[Provided information]
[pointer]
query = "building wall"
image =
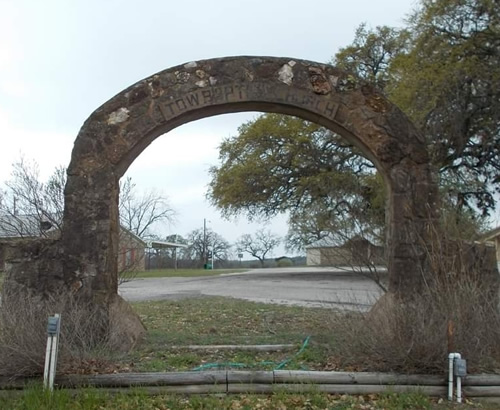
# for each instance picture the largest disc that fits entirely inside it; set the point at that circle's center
(338, 256)
(131, 255)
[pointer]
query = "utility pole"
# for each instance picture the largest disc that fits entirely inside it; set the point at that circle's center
(204, 240)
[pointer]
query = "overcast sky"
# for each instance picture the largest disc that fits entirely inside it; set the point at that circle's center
(60, 60)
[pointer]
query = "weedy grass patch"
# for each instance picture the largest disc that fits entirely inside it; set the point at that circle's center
(225, 321)
(93, 399)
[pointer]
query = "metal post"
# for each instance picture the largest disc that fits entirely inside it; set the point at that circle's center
(53, 330)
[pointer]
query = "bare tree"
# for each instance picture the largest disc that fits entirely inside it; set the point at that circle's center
(32, 208)
(139, 213)
(201, 241)
(258, 246)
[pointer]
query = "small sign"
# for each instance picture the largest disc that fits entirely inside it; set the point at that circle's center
(460, 368)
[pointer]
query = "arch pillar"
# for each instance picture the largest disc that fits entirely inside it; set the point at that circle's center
(118, 131)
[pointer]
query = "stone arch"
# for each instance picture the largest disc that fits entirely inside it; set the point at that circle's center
(117, 132)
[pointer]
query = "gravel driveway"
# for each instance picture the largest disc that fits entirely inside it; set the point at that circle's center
(306, 286)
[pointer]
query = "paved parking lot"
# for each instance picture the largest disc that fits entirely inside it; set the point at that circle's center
(306, 286)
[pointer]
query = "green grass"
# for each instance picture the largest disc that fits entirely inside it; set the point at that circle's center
(218, 320)
(93, 399)
(172, 273)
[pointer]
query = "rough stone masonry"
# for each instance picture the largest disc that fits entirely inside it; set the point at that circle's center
(84, 260)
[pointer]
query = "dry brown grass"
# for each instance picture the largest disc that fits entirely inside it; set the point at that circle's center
(412, 334)
(23, 335)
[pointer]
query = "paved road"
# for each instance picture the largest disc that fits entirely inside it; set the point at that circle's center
(308, 286)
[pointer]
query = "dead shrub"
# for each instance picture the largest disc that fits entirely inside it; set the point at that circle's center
(413, 334)
(84, 345)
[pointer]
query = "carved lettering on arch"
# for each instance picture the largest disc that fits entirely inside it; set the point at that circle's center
(240, 93)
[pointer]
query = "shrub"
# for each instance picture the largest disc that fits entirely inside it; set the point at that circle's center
(83, 344)
(455, 310)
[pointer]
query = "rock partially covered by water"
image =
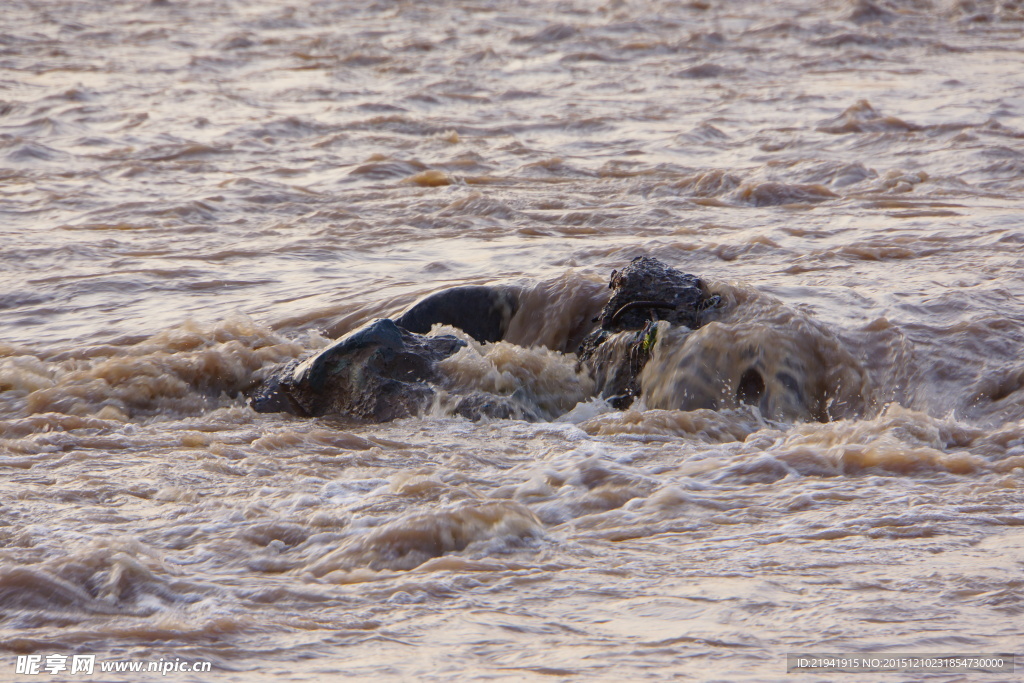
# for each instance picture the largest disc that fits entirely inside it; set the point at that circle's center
(644, 292)
(648, 290)
(380, 372)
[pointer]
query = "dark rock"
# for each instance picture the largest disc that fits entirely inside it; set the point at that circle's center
(644, 292)
(482, 312)
(380, 372)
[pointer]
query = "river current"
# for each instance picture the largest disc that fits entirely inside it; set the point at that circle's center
(193, 193)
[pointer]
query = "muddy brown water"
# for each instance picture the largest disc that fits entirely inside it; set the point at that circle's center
(192, 193)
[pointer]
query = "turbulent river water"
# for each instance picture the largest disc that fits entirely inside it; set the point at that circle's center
(193, 193)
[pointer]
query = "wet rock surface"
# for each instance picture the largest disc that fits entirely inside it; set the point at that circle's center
(380, 372)
(644, 292)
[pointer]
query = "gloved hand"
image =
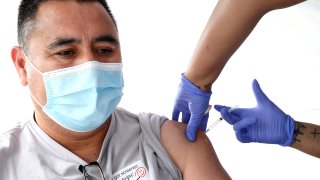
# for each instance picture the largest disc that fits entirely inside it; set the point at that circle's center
(192, 102)
(265, 123)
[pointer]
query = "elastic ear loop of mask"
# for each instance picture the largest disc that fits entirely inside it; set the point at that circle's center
(35, 68)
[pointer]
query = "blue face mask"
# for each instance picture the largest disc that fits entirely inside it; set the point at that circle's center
(81, 98)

[Written request]
Repeat the material exactly as it reads, without any of its pictures.

[Solution for this exercise]
[pointer]
query = "building wall"
image =
# for each instance picture the largest disc that fits entirely inside it; set the point at that circle's center
(338, 256)
(131, 255)
[pointer]
query = "utility pole"
# for each instance picture the largest disc that fits entirely inside it; set the point at that circle's center
(204, 240)
[pointer]
query = "overcast sky"
# for each instance picture the largest disc that fits entirely inside it; set the point at that circle's center
(60, 60)
[pointer]
query = "weedy grass patch"
# for each instance picture the largest disc that fits entirely inside it; set the point at that circle's center
(225, 321)
(93, 399)
[pointer]
query = "metal post"
# for each instance picture the largest disc that fits entirely inside it; set the point at that circle's center
(53, 330)
[pointer]
query = "bare tree"
# for each instance picture the largest disc that fits entirely inside it; set the point at that circle's center
(32, 208)
(139, 213)
(201, 241)
(258, 246)
[pointer]
query = "small sign"
# for each instance picture the largest disc that fits entirely inside it; set the point at that circle's center
(460, 368)
[pointer]
query = "arch pillar"
# for each instance picture the largest disc that fits entirely inside it; set the point at that circle's center
(118, 131)
[pointer]
query = "stone arch"
# for each instance picture the largest disc that fits entirely inside it; set the point at that circle's center
(117, 132)
[pointer]
query = "gravel driveway"
# for each instance picture the largest disc that fits entirely inside it; set the point at that circle's center
(306, 286)
[pointer]
query = "paved parking lot"
# for each instance picture the largest disc that fits entirely inside it; set the point at that circle's center
(306, 286)
[pointer]
query = "green grass"
# for each instance picture the largest disc that fits entirely inside it; set the point at that circle's center
(218, 320)
(93, 399)
(172, 273)
[pointer]
query = "rough stone masonry"
# for each instance picture the largest disc that fits entirely inside it; set the point at that circle's center
(84, 260)
[pointer]
query = "dry brown grass"
# for each instance picture the largest disc that fits entirely inside it; set the point at that circle's center
(412, 334)
(23, 335)
[pointer]
query = "paved road"
# for each instance picture the largest disc that fits entirely inside it; set the point at that circle's center
(308, 286)
[pointer]
query = "dead shrub"
# for each instance picture the largest disc that fits entirely inside it; set the point at that circle's center
(413, 334)
(84, 345)
[pointer]
query = "carved lettering on arch"
# for each instance picture the largest disc that fits entirely inside it; set the point at that circle's center
(240, 93)
[pointer]
query = "shrub"
# for each instance picture the largest disc that fits entirely inside it; set the point at that circle's center
(83, 344)
(455, 310)
[pointer]
query = "rock partially covered by water"
image =
# for each instance picture the largest disc that fits entirely inside it; set the point at that circle's center
(644, 292)
(648, 290)
(380, 372)
[pointer]
query = "dark rock"
# for each instance picture the largest disc that fits entirely inside it; set the point at that circle's center
(644, 292)
(482, 312)
(380, 372)
[pointer]
query = "river current"
# for each instance picture the largest disc that fits entirely inside it; set the point at that circle's center
(193, 193)
[pointer]
query = "muddy brown water"
# for each instance picture the largest disc that fits entirely inside it; set the point at that circle's center
(192, 193)
[pointer]
query = "turbulent river water"
# for each instance picture the largest disc that fits entirely inside it; set the point at that circle's center
(193, 193)
[pointer]
query = "wet rock surface"
# for each instance picture the largest disc that fits entirely inside it; set the point at that circle's center
(380, 372)
(644, 292)
[pointer]
query = "gloved hand"
image =
# for each instance picture the largest disc that fits entirely inside it; set the point at that circle's center
(192, 102)
(265, 123)
[pointer]
query = "elastic ear loop of mask"
# for each instance picture the largest disc that fits entirely inside it; set the point at that circle's center
(35, 68)
[pointer]
query = "blue face mask"
# for each instance picture the largest disc that fits entirely inside it; set the point at that circle's center
(81, 98)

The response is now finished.